[Saved data entries]
────────────────────────────────────────

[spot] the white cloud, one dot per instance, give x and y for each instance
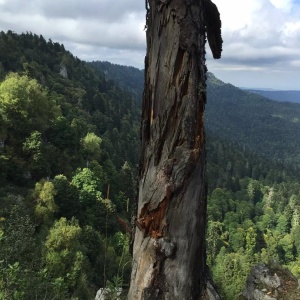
(259, 35)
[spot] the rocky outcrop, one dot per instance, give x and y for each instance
(271, 283)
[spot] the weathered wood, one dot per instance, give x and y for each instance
(169, 241)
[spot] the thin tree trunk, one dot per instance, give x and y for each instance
(169, 240)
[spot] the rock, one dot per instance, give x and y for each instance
(271, 283)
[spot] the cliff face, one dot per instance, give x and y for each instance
(271, 283)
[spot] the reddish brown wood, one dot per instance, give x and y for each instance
(169, 241)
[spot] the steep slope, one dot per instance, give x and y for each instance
(262, 126)
(282, 96)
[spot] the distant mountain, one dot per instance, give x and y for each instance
(263, 126)
(282, 96)
(129, 78)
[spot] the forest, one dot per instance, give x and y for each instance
(69, 150)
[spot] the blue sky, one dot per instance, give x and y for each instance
(261, 37)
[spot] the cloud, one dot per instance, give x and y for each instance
(259, 35)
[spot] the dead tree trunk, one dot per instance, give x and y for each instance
(169, 240)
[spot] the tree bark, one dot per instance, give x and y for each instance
(169, 240)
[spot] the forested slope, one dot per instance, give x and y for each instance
(69, 148)
(253, 191)
(265, 127)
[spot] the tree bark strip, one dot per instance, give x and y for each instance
(169, 240)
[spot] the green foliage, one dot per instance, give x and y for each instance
(45, 207)
(51, 128)
(251, 218)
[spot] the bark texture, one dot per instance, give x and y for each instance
(169, 239)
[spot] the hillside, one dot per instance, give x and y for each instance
(282, 96)
(262, 126)
(69, 146)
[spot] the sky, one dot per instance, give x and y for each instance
(261, 47)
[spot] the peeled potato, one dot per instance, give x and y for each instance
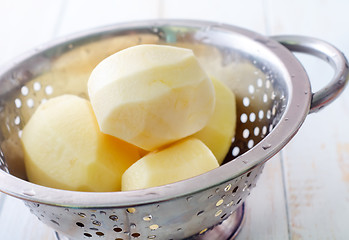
(64, 148)
(151, 95)
(220, 130)
(184, 159)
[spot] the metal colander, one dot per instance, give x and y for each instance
(273, 99)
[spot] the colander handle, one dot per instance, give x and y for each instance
(331, 55)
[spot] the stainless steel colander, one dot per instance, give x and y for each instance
(273, 99)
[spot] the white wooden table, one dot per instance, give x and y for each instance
(303, 192)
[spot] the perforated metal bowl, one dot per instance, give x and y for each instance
(273, 99)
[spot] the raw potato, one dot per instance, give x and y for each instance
(184, 159)
(220, 130)
(151, 95)
(64, 148)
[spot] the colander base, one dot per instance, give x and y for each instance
(227, 230)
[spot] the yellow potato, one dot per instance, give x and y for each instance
(64, 148)
(220, 130)
(151, 95)
(184, 159)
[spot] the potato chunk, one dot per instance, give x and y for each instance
(151, 95)
(181, 160)
(65, 149)
(220, 130)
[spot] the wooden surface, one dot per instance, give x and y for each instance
(303, 192)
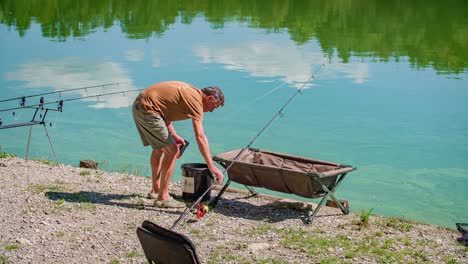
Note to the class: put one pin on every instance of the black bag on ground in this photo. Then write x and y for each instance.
(162, 245)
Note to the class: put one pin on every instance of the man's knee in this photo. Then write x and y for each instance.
(171, 150)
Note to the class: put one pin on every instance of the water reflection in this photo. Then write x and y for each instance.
(69, 73)
(286, 61)
(431, 33)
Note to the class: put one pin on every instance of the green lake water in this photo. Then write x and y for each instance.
(392, 98)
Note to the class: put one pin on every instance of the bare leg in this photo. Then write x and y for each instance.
(155, 162)
(167, 169)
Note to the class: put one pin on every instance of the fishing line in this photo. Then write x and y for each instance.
(60, 102)
(278, 113)
(61, 91)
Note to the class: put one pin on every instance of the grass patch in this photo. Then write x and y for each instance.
(85, 173)
(4, 155)
(133, 254)
(195, 231)
(12, 246)
(398, 224)
(4, 260)
(364, 218)
(45, 161)
(40, 188)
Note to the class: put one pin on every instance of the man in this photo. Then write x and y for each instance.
(154, 111)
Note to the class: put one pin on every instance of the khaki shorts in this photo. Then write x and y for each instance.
(151, 127)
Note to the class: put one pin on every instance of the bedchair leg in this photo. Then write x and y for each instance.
(213, 202)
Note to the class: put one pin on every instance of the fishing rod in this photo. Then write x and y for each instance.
(59, 108)
(23, 98)
(60, 102)
(278, 113)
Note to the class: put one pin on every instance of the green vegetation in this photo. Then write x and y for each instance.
(379, 248)
(4, 260)
(40, 188)
(398, 224)
(133, 254)
(195, 231)
(12, 246)
(4, 155)
(85, 173)
(364, 218)
(45, 161)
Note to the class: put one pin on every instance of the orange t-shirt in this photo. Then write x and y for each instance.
(173, 101)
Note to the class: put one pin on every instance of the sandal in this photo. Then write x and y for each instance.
(169, 203)
(152, 195)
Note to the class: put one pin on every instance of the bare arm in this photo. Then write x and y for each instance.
(177, 138)
(204, 148)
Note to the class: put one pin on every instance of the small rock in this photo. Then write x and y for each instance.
(258, 246)
(23, 241)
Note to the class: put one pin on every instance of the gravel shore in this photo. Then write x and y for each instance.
(65, 214)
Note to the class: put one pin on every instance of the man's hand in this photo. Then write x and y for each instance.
(218, 174)
(179, 140)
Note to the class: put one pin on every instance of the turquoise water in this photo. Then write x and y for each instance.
(391, 102)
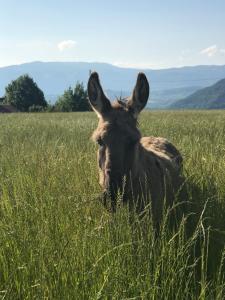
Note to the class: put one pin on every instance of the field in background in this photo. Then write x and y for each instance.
(58, 242)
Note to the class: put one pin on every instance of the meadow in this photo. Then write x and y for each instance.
(58, 242)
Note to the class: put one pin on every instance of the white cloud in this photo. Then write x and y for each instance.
(64, 45)
(210, 51)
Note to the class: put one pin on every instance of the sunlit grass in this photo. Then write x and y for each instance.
(58, 242)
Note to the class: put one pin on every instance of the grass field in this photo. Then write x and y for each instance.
(58, 242)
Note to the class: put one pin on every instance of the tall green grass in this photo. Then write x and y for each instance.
(58, 242)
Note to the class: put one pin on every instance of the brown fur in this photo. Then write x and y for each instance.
(139, 168)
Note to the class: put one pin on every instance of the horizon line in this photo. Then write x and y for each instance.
(114, 65)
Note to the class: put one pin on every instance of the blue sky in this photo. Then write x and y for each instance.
(142, 34)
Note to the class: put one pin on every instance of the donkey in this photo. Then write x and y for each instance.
(143, 170)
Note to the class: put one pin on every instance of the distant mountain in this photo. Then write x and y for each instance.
(166, 84)
(212, 97)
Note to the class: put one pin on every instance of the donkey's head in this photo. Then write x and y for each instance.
(117, 134)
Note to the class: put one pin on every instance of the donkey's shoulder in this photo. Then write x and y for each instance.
(162, 148)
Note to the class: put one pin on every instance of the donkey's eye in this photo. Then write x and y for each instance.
(100, 142)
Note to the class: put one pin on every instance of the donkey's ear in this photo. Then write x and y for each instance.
(140, 95)
(97, 98)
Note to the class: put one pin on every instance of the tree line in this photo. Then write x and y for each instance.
(25, 95)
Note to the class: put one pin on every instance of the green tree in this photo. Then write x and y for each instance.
(73, 100)
(24, 93)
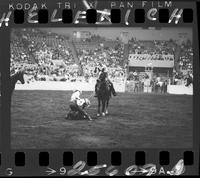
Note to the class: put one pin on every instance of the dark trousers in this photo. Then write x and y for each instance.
(110, 84)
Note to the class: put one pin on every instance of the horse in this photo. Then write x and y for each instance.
(18, 76)
(103, 96)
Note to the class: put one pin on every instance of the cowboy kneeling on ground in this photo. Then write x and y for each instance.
(103, 76)
(78, 105)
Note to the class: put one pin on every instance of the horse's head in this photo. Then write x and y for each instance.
(21, 76)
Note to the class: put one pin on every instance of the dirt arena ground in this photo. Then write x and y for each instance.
(134, 121)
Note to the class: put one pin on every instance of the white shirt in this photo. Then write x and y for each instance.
(75, 98)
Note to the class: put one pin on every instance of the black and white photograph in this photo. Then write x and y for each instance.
(113, 87)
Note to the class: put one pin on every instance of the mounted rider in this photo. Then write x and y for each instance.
(103, 77)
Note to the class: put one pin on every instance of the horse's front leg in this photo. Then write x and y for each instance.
(103, 107)
(99, 105)
(107, 102)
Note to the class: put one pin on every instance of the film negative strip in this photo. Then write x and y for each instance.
(99, 88)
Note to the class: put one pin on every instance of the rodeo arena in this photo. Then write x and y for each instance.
(57, 103)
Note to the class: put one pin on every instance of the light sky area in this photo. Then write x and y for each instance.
(138, 33)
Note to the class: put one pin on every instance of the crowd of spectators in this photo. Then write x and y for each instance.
(51, 55)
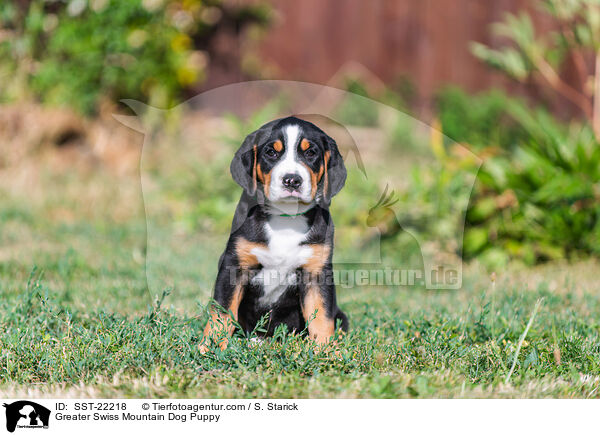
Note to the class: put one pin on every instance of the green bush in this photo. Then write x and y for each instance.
(539, 200)
(78, 53)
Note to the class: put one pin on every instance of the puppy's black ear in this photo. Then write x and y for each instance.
(334, 176)
(243, 165)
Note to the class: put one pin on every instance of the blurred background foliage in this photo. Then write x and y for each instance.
(82, 53)
(537, 194)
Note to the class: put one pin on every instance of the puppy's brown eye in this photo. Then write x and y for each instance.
(310, 152)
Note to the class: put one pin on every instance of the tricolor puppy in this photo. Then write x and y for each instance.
(278, 257)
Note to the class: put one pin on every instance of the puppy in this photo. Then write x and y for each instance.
(277, 261)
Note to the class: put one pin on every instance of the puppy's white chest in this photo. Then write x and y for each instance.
(282, 257)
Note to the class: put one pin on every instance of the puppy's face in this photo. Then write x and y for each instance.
(290, 165)
(290, 161)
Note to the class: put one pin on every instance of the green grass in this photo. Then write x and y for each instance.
(77, 318)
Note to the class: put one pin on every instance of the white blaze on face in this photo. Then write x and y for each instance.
(290, 164)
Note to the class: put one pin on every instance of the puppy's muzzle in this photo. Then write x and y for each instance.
(292, 182)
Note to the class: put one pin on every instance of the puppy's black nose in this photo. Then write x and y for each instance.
(292, 181)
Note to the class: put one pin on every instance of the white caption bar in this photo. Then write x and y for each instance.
(149, 416)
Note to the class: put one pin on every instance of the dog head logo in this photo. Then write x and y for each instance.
(26, 414)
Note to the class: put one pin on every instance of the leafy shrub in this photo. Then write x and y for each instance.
(77, 53)
(541, 200)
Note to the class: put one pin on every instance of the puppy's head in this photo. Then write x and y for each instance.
(290, 161)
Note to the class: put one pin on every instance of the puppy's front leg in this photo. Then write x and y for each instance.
(313, 302)
(229, 291)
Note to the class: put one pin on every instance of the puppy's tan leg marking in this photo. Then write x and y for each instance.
(221, 325)
(321, 327)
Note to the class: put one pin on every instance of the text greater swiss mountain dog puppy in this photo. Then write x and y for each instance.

────────────────────────────────────────

Please retype, without any change, the line containing "the puppy's head" and every line after it to the end of the entries above, and only those.

Note to the class: put one pin on every instance of the puppy's head in this photo. Then write x and y for each instance.
(290, 161)
Note to the class: put one pin on every instance of the puppy's front leg in this photo. Then write x and y for each instance.
(313, 302)
(229, 291)
Note to the class: put one pin on every instance of the puppy's tan leg marking in this photo. Then write x and y for each instance.
(221, 325)
(321, 327)
Note to the class: put one pin on every instance of the text greater swiss mountain dog puppy in this photo. Then write x and y for each instance.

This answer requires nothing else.